ASSIGNMENT ::
Print each entry exactly, all the way through.

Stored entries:
-------

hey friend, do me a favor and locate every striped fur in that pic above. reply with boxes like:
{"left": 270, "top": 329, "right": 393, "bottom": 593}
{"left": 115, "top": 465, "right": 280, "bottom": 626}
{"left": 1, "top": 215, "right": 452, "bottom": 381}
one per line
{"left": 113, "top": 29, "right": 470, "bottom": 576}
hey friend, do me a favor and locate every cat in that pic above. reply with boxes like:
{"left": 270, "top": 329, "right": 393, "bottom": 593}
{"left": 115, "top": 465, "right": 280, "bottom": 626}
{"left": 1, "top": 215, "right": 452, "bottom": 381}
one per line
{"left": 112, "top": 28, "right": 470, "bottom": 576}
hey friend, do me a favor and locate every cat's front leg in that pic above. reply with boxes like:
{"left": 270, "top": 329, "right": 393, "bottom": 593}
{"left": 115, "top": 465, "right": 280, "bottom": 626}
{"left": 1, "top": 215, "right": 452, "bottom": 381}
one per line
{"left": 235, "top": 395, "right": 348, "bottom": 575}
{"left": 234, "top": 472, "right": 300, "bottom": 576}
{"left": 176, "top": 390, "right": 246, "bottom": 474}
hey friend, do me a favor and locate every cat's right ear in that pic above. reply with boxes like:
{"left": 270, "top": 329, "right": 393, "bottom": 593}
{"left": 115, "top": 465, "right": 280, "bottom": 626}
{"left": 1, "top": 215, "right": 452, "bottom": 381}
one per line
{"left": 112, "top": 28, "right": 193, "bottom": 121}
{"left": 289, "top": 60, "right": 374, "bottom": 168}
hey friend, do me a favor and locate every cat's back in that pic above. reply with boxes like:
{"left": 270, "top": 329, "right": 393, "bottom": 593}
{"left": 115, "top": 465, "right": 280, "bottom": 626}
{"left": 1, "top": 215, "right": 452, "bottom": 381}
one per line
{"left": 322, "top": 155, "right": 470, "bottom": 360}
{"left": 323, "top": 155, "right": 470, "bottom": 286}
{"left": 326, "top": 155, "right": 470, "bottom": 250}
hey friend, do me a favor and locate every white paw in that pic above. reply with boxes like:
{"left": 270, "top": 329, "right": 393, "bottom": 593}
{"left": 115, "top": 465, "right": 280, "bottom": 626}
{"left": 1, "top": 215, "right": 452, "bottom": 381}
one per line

-------

ANSWER BOX ::
hey friend, do me a favor and locate every striped fur in that pic above. reply with boxes like:
{"left": 270, "top": 329, "right": 393, "bottom": 593}
{"left": 115, "top": 465, "right": 280, "bottom": 626}
{"left": 1, "top": 215, "right": 452, "bottom": 381}
one per line
{"left": 113, "top": 29, "right": 470, "bottom": 576}
hey friend, do me a favor and locate every cat in that pic above. reply with boxes like:
{"left": 270, "top": 329, "right": 393, "bottom": 593}
{"left": 115, "top": 465, "right": 280, "bottom": 626}
{"left": 1, "top": 215, "right": 452, "bottom": 381}
one per line
{"left": 112, "top": 28, "right": 470, "bottom": 576}
hey friend, do me a favor and locate every cat's front leg in that pic above. reply with boxes like:
{"left": 270, "top": 329, "right": 393, "bottom": 593}
{"left": 115, "top": 465, "right": 280, "bottom": 626}
{"left": 1, "top": 215, "right": 452, "bottom": 381}
one per line
{"left": 235, "top": 395, "right": 348, "bottom": 575}
{"left": 234, "top": 472, "right": 300, "bottom": 576}
{"left": 176, "top": 390, "right": 246, "bottom": 474}
hey friend, do me a favor and locate every cat's right ear in that pic above. reply with boxes like:
{"left": 270, "top": 329, "right": 393, "bottom": 593}
{"left": 115, "top": 465, "right": 280, "bottom": 626}
{"left": 1, "top": 215, "right": 452, "bottom": 381}
one per line
{"left": 112, "top": 28, "right": 193, "bottom": 121}
{"left": 289, "top": 60, "right": 374, "bottom": 168}
hey friend, do me a favor and locate every cat's back in that pic above. reply with boxes like:
{"left": 270, "top": 329, "right": 393, "bottom": 593}
{"left": 115, "top": 465, "right": 280, "bottom": 626}
{"left": 1, "top": 215, "right": 452, "bottom": 381}
one per line
{"left": 322, "top": 155, "right": 470, "bottom": 360}
{"left": 323, "top": 155, "right": 470, "bottom": 286}
{"left": 326, "top": 155, "right": 470, "bottom": 250}
hey friend, do me a favor and locate every white paw in that pic above. reply with boxes like:
{"left": 270, "top": 329, "right": 393, "bottom": 593}
{"left": 115, "top": 465, "right": 280, "bottom": 626}
{"left": 1, "top": 215, "right": 452, "bottom": 381}
one per line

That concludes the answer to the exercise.